BRANO DA LEGGERE »
□ □ □ □ □ □ □
L'assemblea organizzata a Livorno dal Coordinamento nazionale USB dei lavoratori portuali e dal CALP di Genova contro l'utilizzo dei porti per il transito delle navi da guerra ha inaugurato una discussione che non riguarda solo i lavoratori portuali. Il gesto coraggioso di rifiutarsi di collaborare con l'aggressione di Israele al popolo palestinese infatti ha diversi significati che meritano di essere sottolineati.
Innanzitutto c’è il richiamo allo spirito di pace del nostro Paese, sancito dall'articolo 11 della Costituzione ma anche dalla legge 185 del 1990, e la volontà di impedire che le nostre infrastrutture siano messe al servizio di politiche di guerra. In questo i portuali di Livorno e i loro fratelli di Genova stanno valorizzando una antica tradizione internazionalista del movimento dei lavoratori, provando a rilanciare con forza il movimento contro la guerra che da troppi anni in Italia è scomparso dalle piazze. Solo qualche settimana fa però, in occasione dei bombardamenti su Gaza, si è visto che il sentimento di solidarietà e sostegno al popolo palestinese è ancora molto ampio e diffuso, e questo significa che esiste uno spazio reale nel nostro Paese di organizzazione e di lotta attorno a questi temi.
Del resto, la lotta per impedire che i porti vengano aperti alle navi che trasportano armi è stata giustamente messa in relazione alla battaglia contro la loro chiusura ai migranti in cerca di approdo. Lo striscione che presenziava all’assemblea portava scritto “Porti chiusi alle armi e aperti ai migranti”, proprio per ribadire il forte nesso che c’è tra il sentimento di contrasto alle politiche di guerra e quello contro ogni forma di discriminazione razziale.
Ma nel rifiuto di aprire i porti alle operazioni di guerra c’è anche la giusta rivendicazione del diritto che appartiene a ogni lavoratore di poter decidere di cosa e per quale scopo si produce e si lavora. Oggi le imprese pretendono una piena sudditanza alle loro scelte e concepiscono il pensiero e la creatività dei lavoratori solo dentro la logica della massimizzazione del profitto. Nella protesta dei portuali c’è invece la riaffermazione del diritto a discutere delle finalità del lavoro. È il classico tema dell'alienazione, che in epoca di forti investimenti tecnologici sembra quasi una bestemmia, come se gli interessi della società coincidessero con quelli stabiliti dalle scelte dei padroni.
Infine, l'azione dei portuali rimanda alla potenzialità di cui dispongono i lavoratori inseriti nelle catene del valore. Bloccare la circolazione delle merci, o anche solo rallentarne la trasmissione, equivale a colpire il processo di valorizzazione del capitale e quindi a riconquistare ai lavoratori una forza che lo spezzettamento della catena di montaggio ha fortemente indebolito. Una forza realizzabile solo attraverso il collegamento tra diversi spezzoni di classe operaia e che potenzialmente può riunificare i lavoratori del settore primario e industriale con quelli della logistica fino a quelli della grande distribuzione.
□ □ □ □ □ □ □
DATI FORNITI »
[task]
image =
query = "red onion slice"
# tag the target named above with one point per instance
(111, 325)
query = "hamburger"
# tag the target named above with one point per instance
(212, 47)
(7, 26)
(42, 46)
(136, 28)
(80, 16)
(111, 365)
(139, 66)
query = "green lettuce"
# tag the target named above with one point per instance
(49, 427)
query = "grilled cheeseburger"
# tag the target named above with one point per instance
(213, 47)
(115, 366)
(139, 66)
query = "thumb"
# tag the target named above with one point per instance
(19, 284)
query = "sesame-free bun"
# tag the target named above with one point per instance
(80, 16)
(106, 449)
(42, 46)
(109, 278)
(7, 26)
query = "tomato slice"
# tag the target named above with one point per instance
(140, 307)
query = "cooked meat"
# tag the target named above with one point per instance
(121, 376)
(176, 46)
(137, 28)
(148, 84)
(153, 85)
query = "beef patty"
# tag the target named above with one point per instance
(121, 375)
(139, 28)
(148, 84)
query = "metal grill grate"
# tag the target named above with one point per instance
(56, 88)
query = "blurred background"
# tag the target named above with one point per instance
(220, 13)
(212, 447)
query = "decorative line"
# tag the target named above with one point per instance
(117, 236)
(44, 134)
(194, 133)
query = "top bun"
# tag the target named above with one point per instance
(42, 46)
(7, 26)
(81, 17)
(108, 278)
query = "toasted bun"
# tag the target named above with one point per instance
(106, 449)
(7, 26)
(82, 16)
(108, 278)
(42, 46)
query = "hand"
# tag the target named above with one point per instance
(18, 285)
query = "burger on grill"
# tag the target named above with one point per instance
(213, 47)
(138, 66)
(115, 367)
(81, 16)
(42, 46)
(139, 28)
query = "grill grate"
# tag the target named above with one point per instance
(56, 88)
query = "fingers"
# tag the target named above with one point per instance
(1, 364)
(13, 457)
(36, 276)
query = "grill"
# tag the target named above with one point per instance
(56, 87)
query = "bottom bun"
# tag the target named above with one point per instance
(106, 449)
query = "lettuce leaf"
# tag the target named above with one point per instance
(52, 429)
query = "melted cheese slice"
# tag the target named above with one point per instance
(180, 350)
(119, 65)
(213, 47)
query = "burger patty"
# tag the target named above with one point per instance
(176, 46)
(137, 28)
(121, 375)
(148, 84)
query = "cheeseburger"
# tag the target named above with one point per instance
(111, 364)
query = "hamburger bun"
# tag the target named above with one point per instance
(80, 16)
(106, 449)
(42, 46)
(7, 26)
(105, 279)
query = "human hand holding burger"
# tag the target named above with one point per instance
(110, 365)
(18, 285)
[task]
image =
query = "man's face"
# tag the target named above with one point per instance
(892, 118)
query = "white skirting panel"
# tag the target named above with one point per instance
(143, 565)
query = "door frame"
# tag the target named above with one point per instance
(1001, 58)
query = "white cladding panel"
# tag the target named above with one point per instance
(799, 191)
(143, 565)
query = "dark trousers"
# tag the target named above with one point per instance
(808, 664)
□ □ □ □ □ □ □
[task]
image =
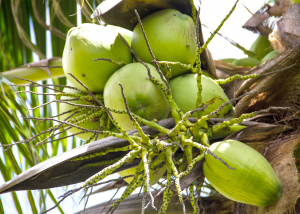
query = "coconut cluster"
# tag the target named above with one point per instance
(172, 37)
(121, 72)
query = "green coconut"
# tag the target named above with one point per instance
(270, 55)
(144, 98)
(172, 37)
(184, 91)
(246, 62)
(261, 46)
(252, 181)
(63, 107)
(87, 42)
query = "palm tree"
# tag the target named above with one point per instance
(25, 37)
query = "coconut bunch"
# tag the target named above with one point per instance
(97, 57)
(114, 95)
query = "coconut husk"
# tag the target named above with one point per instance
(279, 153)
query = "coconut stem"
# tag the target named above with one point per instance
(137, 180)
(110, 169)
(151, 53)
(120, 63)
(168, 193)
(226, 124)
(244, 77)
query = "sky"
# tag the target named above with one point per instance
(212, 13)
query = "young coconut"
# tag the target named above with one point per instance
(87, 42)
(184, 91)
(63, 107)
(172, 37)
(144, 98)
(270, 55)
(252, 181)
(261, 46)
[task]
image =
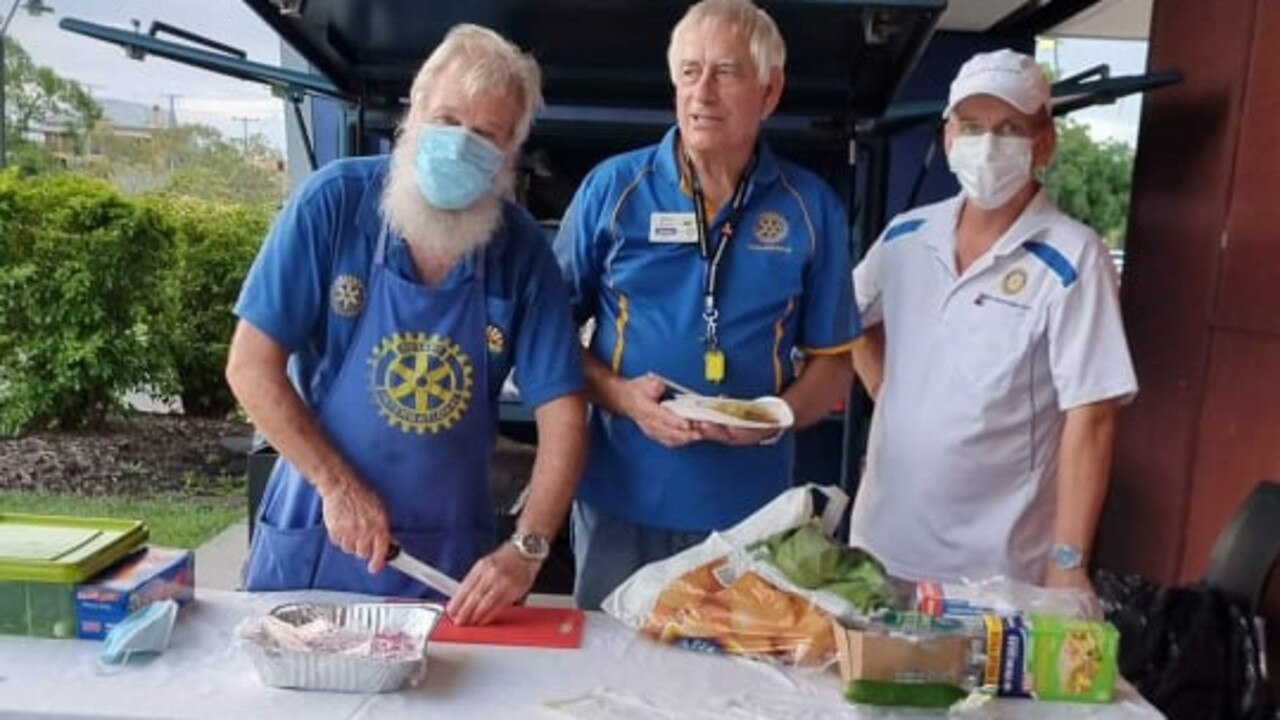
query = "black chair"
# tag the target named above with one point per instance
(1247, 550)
□ □ □ □ □ □ □
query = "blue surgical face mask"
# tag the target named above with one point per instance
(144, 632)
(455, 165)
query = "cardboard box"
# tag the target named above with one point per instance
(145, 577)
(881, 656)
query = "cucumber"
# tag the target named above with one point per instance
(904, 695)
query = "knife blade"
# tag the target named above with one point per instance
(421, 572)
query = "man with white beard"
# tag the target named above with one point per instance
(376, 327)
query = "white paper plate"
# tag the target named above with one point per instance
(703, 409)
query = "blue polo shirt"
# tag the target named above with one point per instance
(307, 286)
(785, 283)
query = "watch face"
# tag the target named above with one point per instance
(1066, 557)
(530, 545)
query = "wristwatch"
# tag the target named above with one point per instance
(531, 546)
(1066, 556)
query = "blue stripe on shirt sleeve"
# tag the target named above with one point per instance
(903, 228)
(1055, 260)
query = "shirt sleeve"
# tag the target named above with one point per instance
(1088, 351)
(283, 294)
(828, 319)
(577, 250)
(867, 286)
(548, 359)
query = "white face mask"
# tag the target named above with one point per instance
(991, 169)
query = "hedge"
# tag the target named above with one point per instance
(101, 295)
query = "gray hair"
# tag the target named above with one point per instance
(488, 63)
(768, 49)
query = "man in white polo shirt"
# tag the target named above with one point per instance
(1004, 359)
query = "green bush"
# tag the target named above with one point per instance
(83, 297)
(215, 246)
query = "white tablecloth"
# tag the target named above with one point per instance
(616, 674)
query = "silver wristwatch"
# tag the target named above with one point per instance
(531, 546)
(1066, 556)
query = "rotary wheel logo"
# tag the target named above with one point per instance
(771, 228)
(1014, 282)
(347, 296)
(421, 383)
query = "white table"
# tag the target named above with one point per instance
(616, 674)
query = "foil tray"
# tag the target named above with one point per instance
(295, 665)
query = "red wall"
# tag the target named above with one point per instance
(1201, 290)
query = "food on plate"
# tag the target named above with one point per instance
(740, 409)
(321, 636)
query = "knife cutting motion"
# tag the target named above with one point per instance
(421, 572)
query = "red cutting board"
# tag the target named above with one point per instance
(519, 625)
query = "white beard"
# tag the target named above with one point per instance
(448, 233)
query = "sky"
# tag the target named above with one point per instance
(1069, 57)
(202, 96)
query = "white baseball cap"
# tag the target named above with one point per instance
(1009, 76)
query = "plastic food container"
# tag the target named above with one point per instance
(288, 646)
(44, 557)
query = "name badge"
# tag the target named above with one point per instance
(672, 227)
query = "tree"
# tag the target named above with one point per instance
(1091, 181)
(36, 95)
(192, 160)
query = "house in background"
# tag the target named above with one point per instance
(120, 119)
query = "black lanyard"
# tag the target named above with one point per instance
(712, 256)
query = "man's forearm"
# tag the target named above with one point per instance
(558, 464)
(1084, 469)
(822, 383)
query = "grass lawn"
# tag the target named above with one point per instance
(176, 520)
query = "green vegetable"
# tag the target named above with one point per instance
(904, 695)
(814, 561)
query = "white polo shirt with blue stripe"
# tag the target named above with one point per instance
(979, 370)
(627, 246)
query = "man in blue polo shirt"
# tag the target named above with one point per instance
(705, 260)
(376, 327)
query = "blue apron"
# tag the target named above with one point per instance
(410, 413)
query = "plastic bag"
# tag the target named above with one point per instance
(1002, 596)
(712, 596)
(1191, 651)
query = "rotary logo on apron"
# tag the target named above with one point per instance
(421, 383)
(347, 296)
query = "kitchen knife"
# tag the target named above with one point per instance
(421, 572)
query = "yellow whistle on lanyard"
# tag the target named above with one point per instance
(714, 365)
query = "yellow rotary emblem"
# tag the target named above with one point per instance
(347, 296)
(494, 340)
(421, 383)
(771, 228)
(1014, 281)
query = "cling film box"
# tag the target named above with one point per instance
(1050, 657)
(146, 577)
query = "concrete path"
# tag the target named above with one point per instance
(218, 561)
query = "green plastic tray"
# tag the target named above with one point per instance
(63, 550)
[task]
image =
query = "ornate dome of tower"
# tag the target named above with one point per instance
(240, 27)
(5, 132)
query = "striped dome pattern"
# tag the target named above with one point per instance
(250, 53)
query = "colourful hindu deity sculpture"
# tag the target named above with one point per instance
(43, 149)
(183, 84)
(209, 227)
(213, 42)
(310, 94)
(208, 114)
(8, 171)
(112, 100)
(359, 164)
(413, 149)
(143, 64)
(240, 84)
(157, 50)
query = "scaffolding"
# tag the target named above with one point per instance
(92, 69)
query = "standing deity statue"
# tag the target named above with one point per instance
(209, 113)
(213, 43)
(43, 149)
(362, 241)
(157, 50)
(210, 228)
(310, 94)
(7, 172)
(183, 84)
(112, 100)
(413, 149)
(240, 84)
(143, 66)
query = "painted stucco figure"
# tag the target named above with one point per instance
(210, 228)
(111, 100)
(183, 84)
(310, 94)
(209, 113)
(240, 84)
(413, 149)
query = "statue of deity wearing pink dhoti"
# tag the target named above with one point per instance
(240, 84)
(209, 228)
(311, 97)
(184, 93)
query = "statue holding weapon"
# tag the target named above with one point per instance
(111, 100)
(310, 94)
□ □ □ □ □ □ □
COSE DA FARE »
(a) Trascrivi parola per parola il passo del brano sulla protesta dei portuali che inizia con "Innanzitutto c’è il" e termina con "a questi temi.".
(b) Scrivi il seguito del brano sulla protesta dei portuali, partendo subito dopo la sua ultima frase.

RISPOSTE AI COMPITI »
(a)
Innanzitutto c’è il richiamo allo spirito di pace del nostro Paese, sancito dall'articolo 11 della Costituzione ma anche dalla legge 185 del 1990, e la volontà di impedire che le nostre infrastrutture siano messe al servizio di politiche di guerra. In questo i portuali di Livorno e i loro fratelli di Genova stanno valorizzando una antica tradizione internazionalista del movimento dei lavoratori, provando a rilanciare con forza il movimento contro la guerra che da troppi anni in Italia è scomparso dalle piazze. Solo qualche settimana fa però, in occasione dei bombardamenti su Gaza, si è visto che il sentimento di solidarietà e sostegno al popolo palestinese è ancora molto ampio e diffuso, e questo significa che esiste uno spazio reale nel nostro Paese di organizzazione e di lotta attorno a questi temi.

(b)
Per questo dall’assemblea di Livorno sono state rilanciate almeno tre diverse iniziative. La prima è quella che mira a costruire un collegamento internazionale con i lavoratori portuali di tante parti del mondo in vista di una giornata internazionale di lotta contro le politiche di guerra. L’idea è quella di allargare e di dare continuità alla protesta, ben sapendo che viviamo un’epoca in cui le politiche di aggressione sono destinate ad incrementarsi a causa dell’accresciuta concorrenza economica internazionale. Il movimento dei lavoratori, e dei portuali in particolare, può rappresentare un punto di riferimento importante per un movimento contro la guerra e contro il razzismo molto più ampio, che sia capace di darsi un piano di azione stabile e ben coordinato.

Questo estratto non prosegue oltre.